(Some records)
• • • • •
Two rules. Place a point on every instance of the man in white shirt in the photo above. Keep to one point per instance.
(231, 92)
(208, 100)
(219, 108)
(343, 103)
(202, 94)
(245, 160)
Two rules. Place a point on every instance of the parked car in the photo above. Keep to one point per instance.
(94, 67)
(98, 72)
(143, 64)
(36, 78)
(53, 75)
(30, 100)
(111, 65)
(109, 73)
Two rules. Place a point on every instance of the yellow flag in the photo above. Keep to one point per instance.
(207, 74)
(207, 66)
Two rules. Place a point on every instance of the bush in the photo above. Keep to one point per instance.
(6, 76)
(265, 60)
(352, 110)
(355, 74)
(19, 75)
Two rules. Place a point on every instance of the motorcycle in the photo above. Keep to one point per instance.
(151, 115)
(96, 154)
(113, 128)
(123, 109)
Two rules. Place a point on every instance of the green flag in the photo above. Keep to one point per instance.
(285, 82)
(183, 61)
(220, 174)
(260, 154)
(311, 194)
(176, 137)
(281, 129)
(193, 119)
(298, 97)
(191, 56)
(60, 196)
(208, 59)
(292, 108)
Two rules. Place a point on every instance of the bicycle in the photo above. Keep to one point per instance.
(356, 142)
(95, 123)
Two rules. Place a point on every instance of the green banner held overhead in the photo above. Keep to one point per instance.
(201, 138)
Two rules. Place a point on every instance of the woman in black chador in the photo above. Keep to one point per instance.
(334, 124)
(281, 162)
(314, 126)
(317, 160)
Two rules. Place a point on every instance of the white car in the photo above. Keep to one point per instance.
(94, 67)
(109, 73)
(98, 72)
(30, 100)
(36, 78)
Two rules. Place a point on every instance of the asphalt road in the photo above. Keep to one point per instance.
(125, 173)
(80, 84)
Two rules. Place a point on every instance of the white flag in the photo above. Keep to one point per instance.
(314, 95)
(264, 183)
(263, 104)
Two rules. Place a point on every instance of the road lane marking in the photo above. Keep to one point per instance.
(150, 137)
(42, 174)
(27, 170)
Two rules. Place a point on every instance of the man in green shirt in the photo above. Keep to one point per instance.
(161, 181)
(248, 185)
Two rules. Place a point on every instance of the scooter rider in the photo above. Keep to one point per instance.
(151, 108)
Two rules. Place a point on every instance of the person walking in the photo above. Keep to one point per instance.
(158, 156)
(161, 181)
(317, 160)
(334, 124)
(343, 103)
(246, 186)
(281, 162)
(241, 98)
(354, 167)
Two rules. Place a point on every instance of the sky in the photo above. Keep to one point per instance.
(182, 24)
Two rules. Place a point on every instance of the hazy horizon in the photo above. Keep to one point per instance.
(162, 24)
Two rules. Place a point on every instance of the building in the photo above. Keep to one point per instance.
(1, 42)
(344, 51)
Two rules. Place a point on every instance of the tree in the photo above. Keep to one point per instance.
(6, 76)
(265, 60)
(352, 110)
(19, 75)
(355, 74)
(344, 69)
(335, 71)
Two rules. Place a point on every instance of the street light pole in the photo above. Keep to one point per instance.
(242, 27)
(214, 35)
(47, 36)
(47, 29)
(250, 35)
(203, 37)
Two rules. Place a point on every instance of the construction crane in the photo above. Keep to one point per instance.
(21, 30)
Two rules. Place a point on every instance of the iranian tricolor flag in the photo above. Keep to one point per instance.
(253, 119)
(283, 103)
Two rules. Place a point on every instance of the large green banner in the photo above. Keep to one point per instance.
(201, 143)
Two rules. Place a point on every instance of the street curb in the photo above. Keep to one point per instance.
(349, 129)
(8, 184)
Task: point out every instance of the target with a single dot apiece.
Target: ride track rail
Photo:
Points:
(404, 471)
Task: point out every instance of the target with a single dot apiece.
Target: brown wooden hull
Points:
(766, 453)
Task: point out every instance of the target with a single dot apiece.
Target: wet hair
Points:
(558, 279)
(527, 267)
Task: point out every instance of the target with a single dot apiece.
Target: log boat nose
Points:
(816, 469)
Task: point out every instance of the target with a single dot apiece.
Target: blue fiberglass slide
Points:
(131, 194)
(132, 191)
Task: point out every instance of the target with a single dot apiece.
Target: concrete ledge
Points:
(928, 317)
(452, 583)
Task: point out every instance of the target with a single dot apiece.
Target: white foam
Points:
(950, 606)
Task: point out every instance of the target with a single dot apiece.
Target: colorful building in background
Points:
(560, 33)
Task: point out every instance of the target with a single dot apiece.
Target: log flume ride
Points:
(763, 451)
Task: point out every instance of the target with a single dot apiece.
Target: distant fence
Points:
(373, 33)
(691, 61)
• • • • •
* _Stated goal_: Your task is to quote all of the data word for word.

* _Finished task_:
Two rules. Place a point on every instance of the man in white shirt in the photo above. Keep to one point per instance.
(231, 92)
(208, 100)
(219, 108)
(343, 103)
(202, 94)
(245, 160)
Two rules. Place a point on every instance of the parked car in the photo above. Keep to one point per instance.
(94, 67)
(98, 72)
(143, 64)
(36, 78)
(53, 75)
(30, 100)
(111, 65)
(109, 73)
Two rules. Place a point on every instance of the yellow flag in the photo above. Keep to one point per instance.
(207, 74)
(207, 66)
Two rules. Place a point on every instance of the bush in the photo above. Keep to one point per instance.
(6, 76)
(265, 60)
(352, 110)
(355, 74)
(19, 75)
Two rules. Place a point on every instance of the motorcycle in the photo above. Keep to one point per instance.
(151, 115)
(96, 154)
(113, 128)
(123, 109)
Two rules. Place a point on every instance of the green flag in the photo above. Keep to one point per instance.
(285, 82)
(183, 61)
(220, 174)
(260, 154)
(311, 194)
(176, 137)
(281, 129)
(193, 119)
(298, 97)
(191, 56)
(60, 196)
(208, 59)
(292, 108)
Two rules. Place a point on every instance of the bicycle in the photo above. Keep to one point per instance.
(356, 142)
(95, 123)
Two rules. Place a point on every instance of the green banner held overhead in the photo above. Keep to one point per instance.
(201, 138)
Two rules. Place a point on every instance of the woman in black chador in the photo above. Keep to one point per instance.
(334, 124)
(281, 162)
(314, 126)
(317, 160)
Two rules. Place a point on every instance of the white car in the photo above. Keep to one point per instance.
(94, 67)
(109, 73)
(98, 72)
(30, 100)
(36, 78)
Two rules. Place a point on every instance of the asphalt road in the photo above. Keep to one point per instance.
(125, 173)
(80, 84)
Two rules. Place a point on every instance of the white flag in the photo above. Keep to one point per instance.
(314, 95)
(264, 183)
(263, 104)
Two rules. Place a point on every instance of the road lane marking in the photo above. Keep to one point per instance.
(150, 137)
(42, 174)
(27, 170)
Two rules. Place a point on every instance of the man in green shirt in the photo above. Keep to one point per instance.
(161, 181)
(248, 185)
Two rules. Place a point on every instance of the scooter rider in the photo above. Keep to one point per instance.
(151, 108)
Two rules. Place a point on every instance of the person walking in the photo above. Keep to one point per instance.
(158, 156)
(161, 181)
(317, 160)
(334, 124)
(343, 103)
(246, 186)
(281, 162)
(241, 98)
(354, 167)
Two rules. Place a point on every instance of the sky in the photo above. Keep to one point per instance.
(182, 24)
Two rules. Place a point on every instance of the hazy horizon in the photo above. Keep to one point per instance.
(162, 24)
Two rules. Place a point on every instance of the building in the photo above. Keep to one point per instance.
(1, 42)
(344, 51)
Two rules. Place a point on every instance of the tree in the photo above. Keep to one point per instance.
(6, 76)
(265, 60)
(352, 110)
(19, 75)
(355, 74)
(344, 69)
(335, 71)
Two rules. Place a point on every instance of the street light pole in the photo above. Keep to one point per instance.
(242, 27)
(214, 35)
(47, 36)
(47, 29)
(250, 35)
(203, 37)
Two rules. Place a point on every instance of the construction crane in the photo above. Keep to one point per instance.
(21, 30)
Two rules. Place a point on every instance of the iranian tricolor flag in the photo above. Keep to one point per instance.
(253, 119)
(283, 103)
Two rules. Place a point on every instance of the large green banner in the photo above. Keep to one point per instance.
(201, 143)
Two rules. Place a point on every instance of the street curb in the photo above. Keep to one point per instance.
(349, 129)
(8, 184)
Task: point out every instance of the target with a single dot apiece.
Target: ride track rail
Photo:
Points:
(404, 471)
Task: point out every instance of the target with a single dot apiece.
Target: brown wooden hull
Points:
(766, 453)
Task: point out every instance of the target with a single dot apiece.
Target: wet hair
Points:
(558, 279)
(527, 267)
Task: point out every instance of the target with a single dot apiece.
Target: log boat nose
Points:
(816, 469)
Task: point out every instance of the target with a single dot apiece.
Target: blue fiberglass slide
Points:
(131, 194)
(132, 191)
Task: point out every instance of the target with a single dot apiece.
Target: concrete ledge
Points:
(928, 317)
(452, 583)
Task: point out every instance of the target with a single dot apiece.
Target: white foam
Points:
(950, 606)
Task: point out every instance of the target with a single dot apiece.
Target: colorful building in background
Points:
(560, 33)
Task: point out every instance of the target with a single dot apiece.
Target: log flume ride
Points:
(763, 451)
Task: point out every instance of the target with a single dot apiece.
Target: distant fence
Points:
(373, 33)
(691, 61)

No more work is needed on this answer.